- _Provided records_
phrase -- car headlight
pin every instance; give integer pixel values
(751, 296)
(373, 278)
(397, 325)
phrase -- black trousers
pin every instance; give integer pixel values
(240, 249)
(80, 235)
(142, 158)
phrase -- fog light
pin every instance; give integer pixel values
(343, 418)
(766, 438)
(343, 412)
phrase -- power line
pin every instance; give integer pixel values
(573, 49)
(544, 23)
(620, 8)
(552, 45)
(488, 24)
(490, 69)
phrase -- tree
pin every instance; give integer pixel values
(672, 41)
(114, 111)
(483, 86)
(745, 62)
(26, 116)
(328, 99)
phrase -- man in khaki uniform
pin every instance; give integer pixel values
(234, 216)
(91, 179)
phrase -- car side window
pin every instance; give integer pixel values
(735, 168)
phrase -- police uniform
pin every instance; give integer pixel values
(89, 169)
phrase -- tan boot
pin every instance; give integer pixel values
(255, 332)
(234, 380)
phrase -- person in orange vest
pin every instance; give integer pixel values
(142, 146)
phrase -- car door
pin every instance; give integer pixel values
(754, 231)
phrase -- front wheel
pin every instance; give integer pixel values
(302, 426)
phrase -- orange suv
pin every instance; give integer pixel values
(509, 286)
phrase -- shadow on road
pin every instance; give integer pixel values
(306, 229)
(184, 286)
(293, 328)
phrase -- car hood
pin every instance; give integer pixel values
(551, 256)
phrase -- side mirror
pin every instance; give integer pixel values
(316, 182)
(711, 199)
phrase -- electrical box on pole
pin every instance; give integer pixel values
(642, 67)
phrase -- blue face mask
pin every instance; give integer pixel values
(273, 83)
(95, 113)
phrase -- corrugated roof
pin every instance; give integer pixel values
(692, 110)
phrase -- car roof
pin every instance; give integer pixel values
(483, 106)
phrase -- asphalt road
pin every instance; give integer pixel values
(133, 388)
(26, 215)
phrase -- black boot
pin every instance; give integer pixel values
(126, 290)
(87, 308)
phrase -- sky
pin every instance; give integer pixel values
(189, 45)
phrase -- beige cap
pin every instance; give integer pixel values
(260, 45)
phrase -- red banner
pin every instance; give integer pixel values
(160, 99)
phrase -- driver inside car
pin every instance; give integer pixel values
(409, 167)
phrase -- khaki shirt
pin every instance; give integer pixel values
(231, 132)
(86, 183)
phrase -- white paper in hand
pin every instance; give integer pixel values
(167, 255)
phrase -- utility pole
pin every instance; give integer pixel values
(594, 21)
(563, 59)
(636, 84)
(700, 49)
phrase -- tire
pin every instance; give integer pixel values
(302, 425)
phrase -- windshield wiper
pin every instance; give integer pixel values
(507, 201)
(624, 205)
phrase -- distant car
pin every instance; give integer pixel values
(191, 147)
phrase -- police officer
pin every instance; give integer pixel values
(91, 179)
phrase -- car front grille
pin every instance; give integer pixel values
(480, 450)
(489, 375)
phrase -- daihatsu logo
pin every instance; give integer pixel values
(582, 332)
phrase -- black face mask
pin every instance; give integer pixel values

- _Exercise details_
Nothing in the material should be left out; output it exactly.

- _Answer for this exercise_
phrase -- car headlight
pin every instance; give integer pixel values
(751, 296)
(373, 278)
(397, 325)
phrase -- black trousers
pin every instance; give integer pixel values
(240, 249)
(80, 235)
(142, 158)
phrase -- fog light
pin every instance; give integer pixel values
(343, 418)
(766, 438)
(343, 412)
phrase -- power line
pin every instance; give integer pixel values
(573, 49)
(544, 23)
(620, 8)
(552, 45)
(488, 24)
(490, 69)
phrase -- tree
pin every instance; give integer pixel values
(672, 41)
(114, 111)
(483, 86)
(745, 62)
(26, 116)
(328, 99)
phrase -- man in khaki uniform
pin every instance; give integer pixel values
(234, 216)
(91, 179)
phrase -- car side window
pin every instance; give integer pixel values
(735, 168)
phrase -- police uniform
pin every instance; give integer pixel values
(89, 169)
phrase -- tan boot
pin every instance; give integer pixel values
(255, 332)
(234, 380)
phrase -- person in orange vest
pin every instance; give integer pixel values
(142, 146)
phrase -- car door
pin every instance; give integer pixel values
(754, 231)
phrase -- front wheel
pin every instance; give integer pixel values
(302, 426)
phrase -- orange suv
pin every instance; give integer pixel values
(509, 286)
phrase -- shadow on road
pin every instance; give integer pixel values
(306, 229)
(184, 286)
(293, 328)
phrase -- car hood
pin every instance; give integer pixel values
(551, 256)
phrase -- side mirror
pin every instance; give integer pixel values
(316, 182)
(711, 199)
phrase -- electrical box on pole
pin every instance; give integer pixel values
(642, 67)
phrase -- blue face mask
pin every instance; give integer pixel values
(273, 83)
(95, 113)
phrase -- corrugated roof
pin every instance; give integer pixel values
(692, 110)
phrase -- car roof
pin every instance; give integer pixel values
(483, 106)
phrase -- asphalt road
pin every instance; give integer pixel values
(133, 388)
(26, 215)
phrase -- black boot
pin every instance; give integer pixel values
(126, 290)
(87, 308)
phrase -- sky
pin every instance; give integer pixel values
(189, 45)
phrase -- beige cap
pin every instance; give integer pixel values
(260, 45)
phrase -- red banner
pin every instance; give integer pixel values
(160, 99)
phrase -- driver inside car
pin every instance; give integer pixel values
(409, 167)
phrase -- khaki shirt
pin every instance; give integer pixel values
(231, 132)
(86, 183)
phrase -- white paper in hand
pin every instance; give integer pixel values
(167, 255)
phrase -- utility pole
pin every instance; give integer pixel values
(594, 21)
(563, 59)
(636, 84)
(700, 49)
phrase -- tire
pin every instance; give integer pixel values
(302, 425)
phrase -- windshield wiper
pin every instance; give integer pixel values
(507, 201)
(624, 205)
phrase -- distant car
pin every instance; give integer pixel values
(191, 147)
phrase -- police officer
pin every instance; give integer pixel values
(91, 179)
phrase -- car front grille
pin every instance; give integer pixel values
(480, 450)
(489, 375)
phrase -- daihatsu logo
pin every instance; give integer pixel values
(582, 332)
phrase -- black face mask
pin every instance; give integer pixel values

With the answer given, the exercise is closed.